## BEGIN

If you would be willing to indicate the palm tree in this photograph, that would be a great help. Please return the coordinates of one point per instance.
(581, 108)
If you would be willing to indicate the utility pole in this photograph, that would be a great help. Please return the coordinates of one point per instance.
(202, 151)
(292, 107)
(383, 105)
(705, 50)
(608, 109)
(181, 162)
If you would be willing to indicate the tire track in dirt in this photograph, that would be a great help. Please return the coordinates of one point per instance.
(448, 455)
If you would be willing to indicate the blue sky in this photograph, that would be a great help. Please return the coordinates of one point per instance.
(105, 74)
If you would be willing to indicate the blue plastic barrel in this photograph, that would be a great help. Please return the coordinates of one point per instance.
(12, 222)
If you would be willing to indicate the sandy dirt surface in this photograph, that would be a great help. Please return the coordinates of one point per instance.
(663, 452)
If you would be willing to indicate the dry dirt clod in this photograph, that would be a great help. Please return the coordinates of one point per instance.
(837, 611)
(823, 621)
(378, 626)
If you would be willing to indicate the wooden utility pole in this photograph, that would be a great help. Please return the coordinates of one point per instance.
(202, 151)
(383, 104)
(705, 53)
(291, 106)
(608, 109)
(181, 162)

## END
## BEGIN

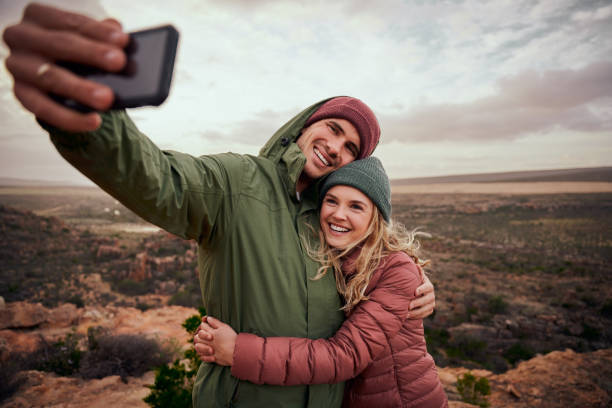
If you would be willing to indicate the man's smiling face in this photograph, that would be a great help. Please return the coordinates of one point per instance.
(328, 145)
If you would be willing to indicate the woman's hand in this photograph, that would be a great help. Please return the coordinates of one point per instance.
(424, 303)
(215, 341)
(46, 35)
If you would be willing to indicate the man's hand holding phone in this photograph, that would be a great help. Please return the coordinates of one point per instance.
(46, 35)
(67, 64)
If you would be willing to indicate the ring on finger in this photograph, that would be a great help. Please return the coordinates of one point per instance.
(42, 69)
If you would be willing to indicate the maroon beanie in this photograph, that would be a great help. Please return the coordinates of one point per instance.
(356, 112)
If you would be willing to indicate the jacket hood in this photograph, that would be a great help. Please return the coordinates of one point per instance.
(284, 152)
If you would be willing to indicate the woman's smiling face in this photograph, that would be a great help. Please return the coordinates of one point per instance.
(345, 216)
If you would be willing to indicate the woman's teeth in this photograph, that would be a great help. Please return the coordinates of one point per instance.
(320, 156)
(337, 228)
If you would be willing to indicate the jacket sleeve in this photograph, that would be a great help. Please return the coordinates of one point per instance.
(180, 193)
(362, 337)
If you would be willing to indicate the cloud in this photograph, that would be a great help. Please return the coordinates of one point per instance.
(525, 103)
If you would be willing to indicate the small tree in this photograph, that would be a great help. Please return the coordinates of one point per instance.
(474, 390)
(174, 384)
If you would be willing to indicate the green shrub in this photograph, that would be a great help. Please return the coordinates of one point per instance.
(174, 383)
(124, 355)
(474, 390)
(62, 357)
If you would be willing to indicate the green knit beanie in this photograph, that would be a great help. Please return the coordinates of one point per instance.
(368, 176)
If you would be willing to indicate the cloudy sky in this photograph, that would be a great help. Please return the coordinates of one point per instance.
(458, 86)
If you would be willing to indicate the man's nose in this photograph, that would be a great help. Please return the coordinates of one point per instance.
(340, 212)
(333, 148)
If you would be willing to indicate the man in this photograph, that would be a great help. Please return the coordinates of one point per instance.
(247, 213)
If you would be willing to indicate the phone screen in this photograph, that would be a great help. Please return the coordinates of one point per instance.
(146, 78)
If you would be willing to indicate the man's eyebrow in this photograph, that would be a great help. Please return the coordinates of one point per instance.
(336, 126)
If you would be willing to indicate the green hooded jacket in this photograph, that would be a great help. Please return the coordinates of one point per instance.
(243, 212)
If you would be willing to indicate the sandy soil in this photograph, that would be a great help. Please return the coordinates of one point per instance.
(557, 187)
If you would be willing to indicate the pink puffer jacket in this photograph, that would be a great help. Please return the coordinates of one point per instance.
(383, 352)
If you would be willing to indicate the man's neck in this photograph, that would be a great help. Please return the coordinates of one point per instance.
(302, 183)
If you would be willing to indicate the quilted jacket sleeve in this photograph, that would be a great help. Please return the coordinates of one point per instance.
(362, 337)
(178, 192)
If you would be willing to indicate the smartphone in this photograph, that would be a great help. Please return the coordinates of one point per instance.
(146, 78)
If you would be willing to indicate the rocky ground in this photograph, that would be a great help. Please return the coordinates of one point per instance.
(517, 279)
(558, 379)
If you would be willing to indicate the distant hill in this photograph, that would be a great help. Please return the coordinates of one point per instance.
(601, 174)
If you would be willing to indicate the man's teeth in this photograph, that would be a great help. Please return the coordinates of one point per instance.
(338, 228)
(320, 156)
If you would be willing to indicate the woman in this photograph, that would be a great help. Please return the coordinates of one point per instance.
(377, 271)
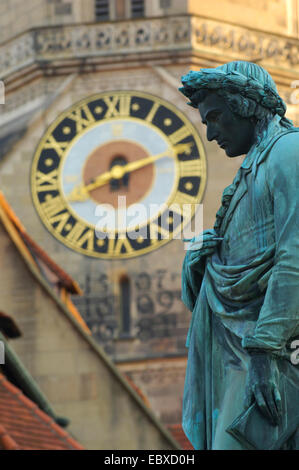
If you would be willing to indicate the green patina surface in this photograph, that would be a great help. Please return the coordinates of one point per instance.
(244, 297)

## END
## BEGIN

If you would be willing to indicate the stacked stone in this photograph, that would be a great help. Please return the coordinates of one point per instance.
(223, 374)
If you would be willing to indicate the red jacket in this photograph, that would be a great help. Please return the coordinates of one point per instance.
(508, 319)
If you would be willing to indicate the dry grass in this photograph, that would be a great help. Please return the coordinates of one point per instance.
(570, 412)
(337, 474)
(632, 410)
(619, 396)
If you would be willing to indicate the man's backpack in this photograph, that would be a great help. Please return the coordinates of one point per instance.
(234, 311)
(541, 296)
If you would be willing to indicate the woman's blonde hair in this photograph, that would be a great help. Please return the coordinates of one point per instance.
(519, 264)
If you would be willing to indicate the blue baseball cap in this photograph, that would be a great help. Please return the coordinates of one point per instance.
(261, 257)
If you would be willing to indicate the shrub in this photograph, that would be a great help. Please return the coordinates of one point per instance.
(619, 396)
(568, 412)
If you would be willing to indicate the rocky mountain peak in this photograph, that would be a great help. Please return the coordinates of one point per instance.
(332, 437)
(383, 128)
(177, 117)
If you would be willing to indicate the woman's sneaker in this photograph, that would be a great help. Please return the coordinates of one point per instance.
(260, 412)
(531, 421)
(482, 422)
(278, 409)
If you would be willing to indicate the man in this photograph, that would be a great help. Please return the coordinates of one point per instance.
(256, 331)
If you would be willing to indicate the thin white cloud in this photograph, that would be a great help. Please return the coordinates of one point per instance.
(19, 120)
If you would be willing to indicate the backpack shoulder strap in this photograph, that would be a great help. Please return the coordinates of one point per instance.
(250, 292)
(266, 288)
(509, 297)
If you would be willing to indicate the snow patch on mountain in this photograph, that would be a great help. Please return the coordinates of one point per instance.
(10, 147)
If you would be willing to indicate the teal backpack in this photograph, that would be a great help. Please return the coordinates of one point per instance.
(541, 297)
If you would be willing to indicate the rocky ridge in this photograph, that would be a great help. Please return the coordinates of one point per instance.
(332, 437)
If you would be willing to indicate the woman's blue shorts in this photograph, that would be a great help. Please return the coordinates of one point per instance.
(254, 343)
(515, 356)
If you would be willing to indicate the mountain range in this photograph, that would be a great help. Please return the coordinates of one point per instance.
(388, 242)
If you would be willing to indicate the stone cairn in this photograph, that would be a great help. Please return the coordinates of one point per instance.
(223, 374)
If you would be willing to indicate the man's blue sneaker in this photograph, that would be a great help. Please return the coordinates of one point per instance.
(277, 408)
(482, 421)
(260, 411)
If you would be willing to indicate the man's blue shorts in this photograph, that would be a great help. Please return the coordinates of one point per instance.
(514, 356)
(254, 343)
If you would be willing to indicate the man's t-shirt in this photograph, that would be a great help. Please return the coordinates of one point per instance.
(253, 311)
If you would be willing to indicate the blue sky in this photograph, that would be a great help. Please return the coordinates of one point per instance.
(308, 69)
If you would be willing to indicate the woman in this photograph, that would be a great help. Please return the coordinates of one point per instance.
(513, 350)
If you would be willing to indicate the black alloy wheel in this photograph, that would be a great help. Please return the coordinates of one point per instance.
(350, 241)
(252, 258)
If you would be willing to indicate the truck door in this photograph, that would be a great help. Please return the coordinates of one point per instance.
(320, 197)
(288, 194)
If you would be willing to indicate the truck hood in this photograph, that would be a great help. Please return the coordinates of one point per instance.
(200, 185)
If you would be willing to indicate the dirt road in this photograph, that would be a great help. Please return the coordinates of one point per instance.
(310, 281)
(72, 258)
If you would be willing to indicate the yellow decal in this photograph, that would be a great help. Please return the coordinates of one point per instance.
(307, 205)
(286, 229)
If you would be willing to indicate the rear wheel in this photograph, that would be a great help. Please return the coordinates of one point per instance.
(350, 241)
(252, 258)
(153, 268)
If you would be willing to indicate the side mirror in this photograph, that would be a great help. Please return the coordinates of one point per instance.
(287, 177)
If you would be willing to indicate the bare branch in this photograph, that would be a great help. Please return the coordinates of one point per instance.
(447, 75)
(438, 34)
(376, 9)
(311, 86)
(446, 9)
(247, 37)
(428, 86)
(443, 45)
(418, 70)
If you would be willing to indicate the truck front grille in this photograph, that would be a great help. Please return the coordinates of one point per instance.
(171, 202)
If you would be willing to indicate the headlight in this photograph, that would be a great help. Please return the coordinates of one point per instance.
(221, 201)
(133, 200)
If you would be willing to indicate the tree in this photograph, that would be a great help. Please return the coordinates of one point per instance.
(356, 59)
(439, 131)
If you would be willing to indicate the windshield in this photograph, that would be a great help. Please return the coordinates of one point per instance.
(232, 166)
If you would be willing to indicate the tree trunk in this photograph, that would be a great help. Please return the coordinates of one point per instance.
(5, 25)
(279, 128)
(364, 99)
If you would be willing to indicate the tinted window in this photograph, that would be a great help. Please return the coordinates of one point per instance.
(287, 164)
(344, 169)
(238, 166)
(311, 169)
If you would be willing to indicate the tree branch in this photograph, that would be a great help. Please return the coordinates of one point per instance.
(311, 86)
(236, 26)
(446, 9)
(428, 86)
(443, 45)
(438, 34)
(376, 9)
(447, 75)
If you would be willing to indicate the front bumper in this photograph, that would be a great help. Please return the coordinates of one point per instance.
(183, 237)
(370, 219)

## END

Goal of the exercise: List in full each line of the records above that contains the string "tree". Case matters.

Response to the exercise:
If you would be willing to indicate the palm tree in this photograph, that would be a great help. Please return the coordinates of one point per instance.
If you would be willing to indicate the small tree in this photograph, that would be a great help. Please return the coordinates of one point per instance.
If you would be willing to indicate the tree in this photograph, that would be a great help. Please return the coordinates of one point per instance.
If you would be willing to indicate the tree trunk in this photograph, that would be a great help. Please return the coordinates of one point per instance.
If you would be willing to indicate the tree branch in this photograph, that would be a great help. Please return the coordinates of one point per instance.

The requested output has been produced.